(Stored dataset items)
== == ==

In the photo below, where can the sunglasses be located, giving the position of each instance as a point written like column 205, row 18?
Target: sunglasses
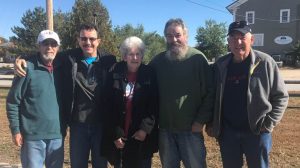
column 85, row 39
column 49, row 43
column 238, row 24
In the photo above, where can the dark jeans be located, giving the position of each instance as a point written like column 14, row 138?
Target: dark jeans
column 86, row 138
column 233, row 144
column 146, row 163
column 185, row 145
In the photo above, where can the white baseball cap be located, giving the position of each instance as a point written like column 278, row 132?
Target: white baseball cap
column 46, row 34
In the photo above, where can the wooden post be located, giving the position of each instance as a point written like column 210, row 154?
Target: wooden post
column 49, row 11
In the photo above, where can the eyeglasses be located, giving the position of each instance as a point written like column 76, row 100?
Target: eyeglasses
column 49, row 43
column 85, row 39
column 238, row 24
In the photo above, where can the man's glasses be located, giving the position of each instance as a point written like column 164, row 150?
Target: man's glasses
column 238, row 24
column 85, row 39
column 49, row 43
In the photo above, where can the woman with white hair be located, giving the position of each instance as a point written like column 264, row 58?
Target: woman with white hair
column 131, row 106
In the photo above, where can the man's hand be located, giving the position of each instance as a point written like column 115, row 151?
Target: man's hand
column 139, row 135
column 119, row 143
column 18, row 67
column 197, row 127
column 18, row 139
column 209, row 129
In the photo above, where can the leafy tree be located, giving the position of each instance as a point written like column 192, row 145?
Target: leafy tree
column 90, row 11
column 25, row 39
column 211, row 39
column 153, row 41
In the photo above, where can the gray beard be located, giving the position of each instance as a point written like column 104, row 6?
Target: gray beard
column 178, row 54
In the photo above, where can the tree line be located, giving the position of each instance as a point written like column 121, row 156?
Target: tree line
column 211, row 39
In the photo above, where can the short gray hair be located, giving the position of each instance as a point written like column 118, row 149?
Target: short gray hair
column 132, row 42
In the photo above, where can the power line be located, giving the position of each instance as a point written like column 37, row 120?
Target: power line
column 256, row 18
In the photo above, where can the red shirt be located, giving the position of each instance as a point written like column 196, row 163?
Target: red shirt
column 129, row 90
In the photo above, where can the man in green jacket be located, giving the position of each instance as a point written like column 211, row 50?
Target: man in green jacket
column 33, row 111
column 185, row 99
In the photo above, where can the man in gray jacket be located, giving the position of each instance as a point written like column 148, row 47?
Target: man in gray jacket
column 250, row 101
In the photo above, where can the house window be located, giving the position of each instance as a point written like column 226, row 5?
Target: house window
column 284, row 15
column 258, row 40
column 250, row 17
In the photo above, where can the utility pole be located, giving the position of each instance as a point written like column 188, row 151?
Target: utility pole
column 49, row 11
column 95, row 18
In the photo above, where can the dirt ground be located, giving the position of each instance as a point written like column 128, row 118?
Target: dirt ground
column 286, row 137
column 290, row 73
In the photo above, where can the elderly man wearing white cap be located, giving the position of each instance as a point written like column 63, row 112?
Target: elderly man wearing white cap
column 32, row 108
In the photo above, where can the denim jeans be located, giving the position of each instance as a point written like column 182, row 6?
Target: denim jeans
column 145, row 163
column 187, row 147
column 86, row 139
column 233, row 144
column 34, row 154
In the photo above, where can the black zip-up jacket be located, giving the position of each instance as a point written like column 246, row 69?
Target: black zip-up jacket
column 144, row 113
column 69, row 64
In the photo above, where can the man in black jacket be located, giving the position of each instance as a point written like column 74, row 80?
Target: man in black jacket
column 83, row 71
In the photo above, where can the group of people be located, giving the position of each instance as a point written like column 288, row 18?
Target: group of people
column 123, row 112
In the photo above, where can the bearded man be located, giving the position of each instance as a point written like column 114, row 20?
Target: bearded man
column 185, row 98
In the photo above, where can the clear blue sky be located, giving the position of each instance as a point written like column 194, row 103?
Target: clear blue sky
column 152, row 14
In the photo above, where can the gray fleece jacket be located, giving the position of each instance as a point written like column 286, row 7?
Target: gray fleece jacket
column 267, row 96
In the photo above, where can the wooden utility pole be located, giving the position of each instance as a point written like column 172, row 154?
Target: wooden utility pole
column 49, row 11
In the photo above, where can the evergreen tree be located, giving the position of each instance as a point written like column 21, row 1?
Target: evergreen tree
column 211, row 39
column 91, row 11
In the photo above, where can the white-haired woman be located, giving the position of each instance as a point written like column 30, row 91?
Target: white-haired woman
column 131, row 109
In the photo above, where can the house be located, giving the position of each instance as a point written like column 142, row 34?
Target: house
column 275, row 24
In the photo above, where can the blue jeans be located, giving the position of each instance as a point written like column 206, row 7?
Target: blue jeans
column 186, row 146
column 233, row 144
column 145, row 163
column 86, row 138
column 49, row 151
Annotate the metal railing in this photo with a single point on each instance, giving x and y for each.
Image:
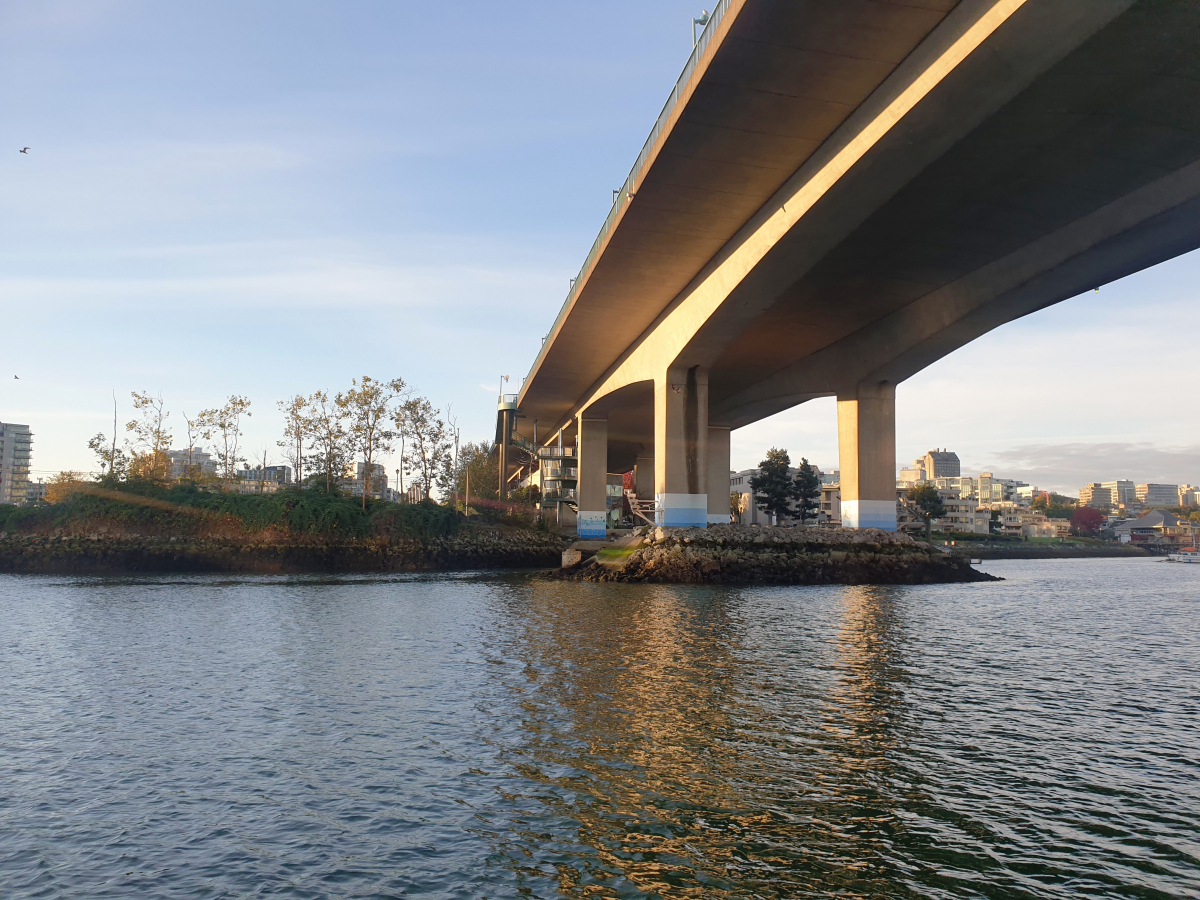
(628, 189)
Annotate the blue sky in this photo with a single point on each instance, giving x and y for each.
(269, 198)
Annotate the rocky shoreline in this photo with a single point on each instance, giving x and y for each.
(135, 555)
(1047, 551)
(741, 555)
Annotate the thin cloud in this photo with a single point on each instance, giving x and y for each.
(1066, 467)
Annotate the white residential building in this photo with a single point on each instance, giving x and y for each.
(195, 461)
(750, 513)
(1158, 495)
(16, 449)
(1122, 493)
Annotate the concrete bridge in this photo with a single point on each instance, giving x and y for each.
(841, 192)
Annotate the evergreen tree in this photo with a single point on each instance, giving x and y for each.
(773, 487)
(808, 492)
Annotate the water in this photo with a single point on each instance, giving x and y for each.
(491, 738)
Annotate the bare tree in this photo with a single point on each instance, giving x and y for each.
(329, 441)
(225, 425)
(367, 408)
(295, 432)
(195, 429)
(264, 461)
(151, 437)
(429, 437)
(113, 462)
(451, 474)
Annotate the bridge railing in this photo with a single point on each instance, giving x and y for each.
(629, 189)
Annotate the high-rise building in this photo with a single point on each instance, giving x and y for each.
(1096, 496)
(1121, 492)
(1158, 495)
(16, 448)
(941, 463)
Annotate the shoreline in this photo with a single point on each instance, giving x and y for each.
(47, 555)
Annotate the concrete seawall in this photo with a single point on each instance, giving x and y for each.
(737, 555)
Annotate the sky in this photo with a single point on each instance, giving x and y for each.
(271, 198)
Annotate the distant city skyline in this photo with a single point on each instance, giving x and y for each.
(205, 211)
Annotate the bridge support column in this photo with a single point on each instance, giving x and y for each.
(867, 447)
(718, 474)
(681, 448)
(592, 447)
(643, 478)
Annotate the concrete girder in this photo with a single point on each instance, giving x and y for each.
(1146, 227)
(885, 142)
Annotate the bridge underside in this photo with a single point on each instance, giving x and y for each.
(997, 157)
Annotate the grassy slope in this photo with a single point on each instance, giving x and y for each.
(185, 510)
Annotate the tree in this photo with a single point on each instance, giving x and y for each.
(151, 437)
(1087, 521)
(927, 502)
(430, 442)
(773, 487)
(295, 432)
(263, 460)
(808, 492)
(113, 462)
(61, 486)
(195, 429)
(477, 465)
(330, 444)
(226, 425)
(367, 407)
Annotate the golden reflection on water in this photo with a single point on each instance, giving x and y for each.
(695, 756)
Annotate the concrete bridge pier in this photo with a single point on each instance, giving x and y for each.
(681, 447)
(592, 447)
(867, 450)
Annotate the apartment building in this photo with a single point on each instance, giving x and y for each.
(353, 486)
(190, 462)
(749, 511)
(1158, 495)
(1096, 496)
(1122, 493)
(16, 449)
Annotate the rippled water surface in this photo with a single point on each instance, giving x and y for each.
(491, 737)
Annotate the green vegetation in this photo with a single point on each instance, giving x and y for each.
(773, 487)
(808, 492)
(186, 509)
(927, 502)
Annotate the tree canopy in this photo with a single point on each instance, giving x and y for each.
(773, 487)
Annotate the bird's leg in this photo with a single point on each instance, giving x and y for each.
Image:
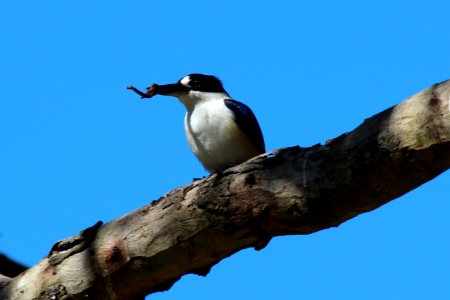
(150, 91)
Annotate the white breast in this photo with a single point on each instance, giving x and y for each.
(215, 138)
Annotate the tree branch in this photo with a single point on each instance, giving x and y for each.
(287, 191)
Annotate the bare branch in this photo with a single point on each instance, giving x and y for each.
(288, 191)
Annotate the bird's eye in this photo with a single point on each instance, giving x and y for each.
(195, 83)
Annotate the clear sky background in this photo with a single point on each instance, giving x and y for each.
(77, 147)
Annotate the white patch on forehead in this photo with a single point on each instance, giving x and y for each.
(185, 81)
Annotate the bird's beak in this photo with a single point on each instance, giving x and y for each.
(167, 89)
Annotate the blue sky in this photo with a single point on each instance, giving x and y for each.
(77, 147)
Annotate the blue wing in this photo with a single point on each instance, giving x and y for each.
(246, 120)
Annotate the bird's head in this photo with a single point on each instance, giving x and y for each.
(190, 89)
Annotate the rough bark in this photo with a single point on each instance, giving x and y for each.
(287, 191)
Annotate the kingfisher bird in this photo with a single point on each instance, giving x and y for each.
(221, 132)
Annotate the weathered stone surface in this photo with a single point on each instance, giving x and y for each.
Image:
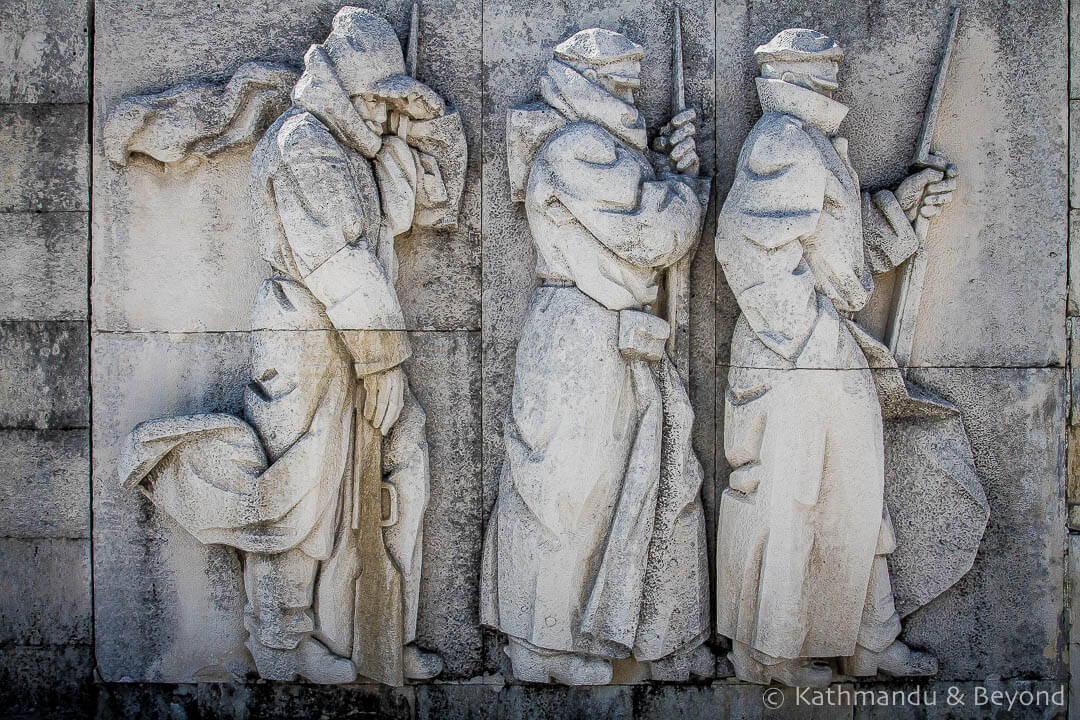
(192, 222)
(891, 56)
(53, 681)
(444, 372)
(44, 592)
(1074, 295)
(1074, 157)
(43, 266)
(44, 480)
(518, 38)
(43, 375)
(46, 157)
(175, 607)
(1006, 615)
(43, 52)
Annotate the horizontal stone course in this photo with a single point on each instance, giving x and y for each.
(45, 158)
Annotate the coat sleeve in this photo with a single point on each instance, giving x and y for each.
(646, 220)
(323, 220)
(775, 200)
(889, 236)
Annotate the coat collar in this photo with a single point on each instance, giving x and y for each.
(808, 106)
(575, 96)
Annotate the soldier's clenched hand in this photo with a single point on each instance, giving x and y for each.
(927, 191)
(383, 398)
(676, 140)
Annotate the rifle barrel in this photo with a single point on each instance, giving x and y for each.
(922, 152)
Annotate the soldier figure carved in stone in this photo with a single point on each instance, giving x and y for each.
(595, 549)
(805, 532)
(350, 166)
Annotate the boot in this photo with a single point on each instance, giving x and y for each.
(420, 664)
(316, 664)
(900, 661)
(795, 673)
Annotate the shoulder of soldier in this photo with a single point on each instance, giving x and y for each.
(778, 140)
(301, 133)
(580, 141)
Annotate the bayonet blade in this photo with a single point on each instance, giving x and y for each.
(923, 157)
(678, 96)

== == ==

§ **WHAT YOU SHOULD DO**: Reproduce the lines of the entries above from the one with "In the photo above, where can the bearded" to the one with "In the photo above, where can the clear", both included, exactly and without any other line.

§ **RESULT OF THE EXERCISE**:
In the photo above, where can the bearded man be located, giving the position of each instance as a point written like column 114, row 20?
Target: bearded man
column 185, row 98
In the photo above, where can the clear blue sky be located, giving the position of each instance as a point written like column 194, row 103?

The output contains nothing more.